(Items from a dataset)
[start]

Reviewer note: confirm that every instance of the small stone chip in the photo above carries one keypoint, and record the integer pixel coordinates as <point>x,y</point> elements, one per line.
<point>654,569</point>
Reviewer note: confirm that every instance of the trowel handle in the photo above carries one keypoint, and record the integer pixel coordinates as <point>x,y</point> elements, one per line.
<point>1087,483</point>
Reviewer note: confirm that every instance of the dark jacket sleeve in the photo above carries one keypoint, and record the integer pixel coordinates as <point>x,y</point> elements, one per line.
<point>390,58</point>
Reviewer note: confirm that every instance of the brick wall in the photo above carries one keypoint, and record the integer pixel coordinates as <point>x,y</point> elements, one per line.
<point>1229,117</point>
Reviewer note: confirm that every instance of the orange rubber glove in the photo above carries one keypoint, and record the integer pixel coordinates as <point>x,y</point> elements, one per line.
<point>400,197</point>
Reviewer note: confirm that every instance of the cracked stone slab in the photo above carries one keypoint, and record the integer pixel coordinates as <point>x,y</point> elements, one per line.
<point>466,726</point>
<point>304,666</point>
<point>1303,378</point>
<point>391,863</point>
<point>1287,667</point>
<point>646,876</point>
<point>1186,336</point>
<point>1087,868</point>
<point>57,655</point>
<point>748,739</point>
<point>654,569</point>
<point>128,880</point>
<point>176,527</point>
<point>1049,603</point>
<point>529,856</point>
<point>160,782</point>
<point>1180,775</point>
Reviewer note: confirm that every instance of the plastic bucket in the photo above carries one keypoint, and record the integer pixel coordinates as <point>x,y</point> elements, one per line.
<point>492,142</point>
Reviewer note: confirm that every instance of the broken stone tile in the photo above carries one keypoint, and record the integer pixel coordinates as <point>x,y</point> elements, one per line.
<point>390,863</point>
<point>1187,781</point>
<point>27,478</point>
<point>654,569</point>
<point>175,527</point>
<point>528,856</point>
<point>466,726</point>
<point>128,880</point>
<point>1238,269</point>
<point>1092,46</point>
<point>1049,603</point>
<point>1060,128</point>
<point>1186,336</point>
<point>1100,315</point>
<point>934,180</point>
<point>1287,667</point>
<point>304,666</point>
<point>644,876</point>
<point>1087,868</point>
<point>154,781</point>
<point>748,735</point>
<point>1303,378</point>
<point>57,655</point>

[end]

Your instructions »
Update the items above by swapping every "keypoint" for "marker" and keeping all other text the same.

Full answer »
Reviewer note: confirm that every instance of the small stone chip in the photo above carries one marker, and record the integer pixel coordinates as <point>x,y</point> elements, one per line.
<point>654,569</point>
Reviewer note: confirm that every instance of the trowel handle in the photo above carries one marker, and record the integer pixel coordinates as <point>x,y</point> elements, one per line.
<point>1087,483</point>
Reviewer note: confirm that every instance of the dark jacket sleeve in the photo above carries one marker, and record the integer pixel coordinates as <point>x,y</point> elements, one per line.
<point>390,58</point>
Reviewer note: confirm that every instance of the brick wall in the photo above carries one marker, and record the integer pixel coordinates as <point>x,y</point> elements, one per line.
<point>1229,117</point>
Reviewer note: confirm that every instance of the orange rubber glove in the photo above carries one marker, and record the integer pixel coordinates as <point>x,y</point> elements, one per line.
<point>400,197</point>
Reviewer note: confirm that every instance of the cracked stone slab in the photo above carries one marker, and record the integer pixel coordinates as <point>x,y</point> elements, one per line.
<point>466,726</point>
<point>304,666</point>
<point>1303,378</point>
<point>391,863</point>
<point>1287,667</point>
<point>646,876</point>
<point>1186,336</point>
<point>1087,868</point>
<point>57,655</point>
<point>748,739</point>
<point>654,569</point>
<point>128,880</point>
<point>176,527</point>
<point>1049,603</point>
<point>529,856</point>
<point>160,782</point>
<point>1180,775</point>
Reviewer note: confirm that every instance of the plastic bucket in the photo above carries one marker, and record the integer pixel coordinates as <point>x,y</point> elements, one per line.
<point>492,142</point>
Reviewer note: confirm that every instance of the broken stone tile in the photo above carries one marker, and record the integer pixel coordinates as <point>x,y</point> elements, one per line.
<point>390,863</point>
<point>1187,781</point>
<point>27,478</point>
<point>654,569</point>
<point>175,527</point>
<point>528,856</point>
<point>466,726</point>
<point>128,880</point>
<point>1238,269</point>
<point>1092,46</point>
<point>1049,603</point>
<point>1060,128</point>
<point>1186,336</point>
<point>1100,315</point>
<point>934,180</point>
<point>1287,667</point>
<point>304,666</point>
<point>644,876</point>
<point>1087,868</point>
<point>154,781</point>
<point>748,735</point>
<point>1303,378</point>
<point>57,655</point>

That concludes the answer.